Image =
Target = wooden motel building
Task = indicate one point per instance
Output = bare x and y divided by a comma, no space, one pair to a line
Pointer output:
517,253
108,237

# # #

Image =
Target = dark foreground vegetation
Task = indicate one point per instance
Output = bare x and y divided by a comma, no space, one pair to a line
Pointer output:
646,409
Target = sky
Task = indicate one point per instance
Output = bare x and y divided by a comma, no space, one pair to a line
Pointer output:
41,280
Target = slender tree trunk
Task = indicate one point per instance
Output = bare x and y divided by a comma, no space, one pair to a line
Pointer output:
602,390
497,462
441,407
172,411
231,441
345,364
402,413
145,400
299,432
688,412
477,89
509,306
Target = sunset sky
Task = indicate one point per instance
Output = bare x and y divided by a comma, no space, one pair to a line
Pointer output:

# # #

## Task statement
Show each line of the records above that contains the word "Target".

## Worked solution
Target = wooden motel building
Target = dark foreground vegetation
Target = sky
Target = slender tree trunk
Target = sunset sky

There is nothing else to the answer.